TASK TO CARRY OUT
Copy each of the records below word for word, omitting the pictures.

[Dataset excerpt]

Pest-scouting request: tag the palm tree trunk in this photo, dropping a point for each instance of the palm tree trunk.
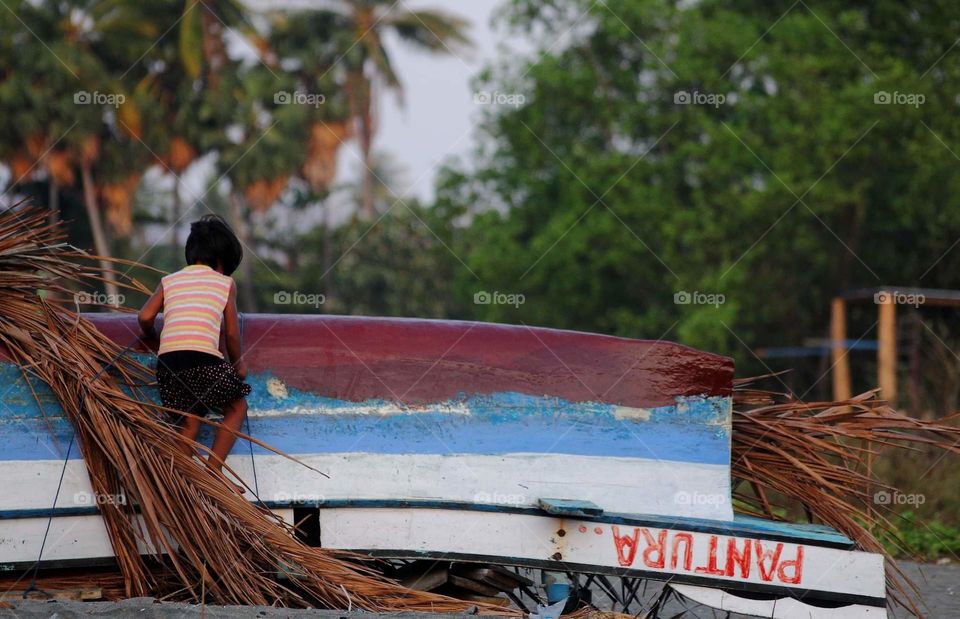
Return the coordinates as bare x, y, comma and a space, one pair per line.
248, 301
366, 145
329, 280
175, 218
96, 229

TASK OUTPUT
Pest-scouting request: tag the palm tree trunk in this photo, dropping a point for each instance of the palm tree trunk.
Return the coordinates as bare x, y, comma and a space, one pair per line.
248, 301
366, 145
329, 280
175, 218
96, 229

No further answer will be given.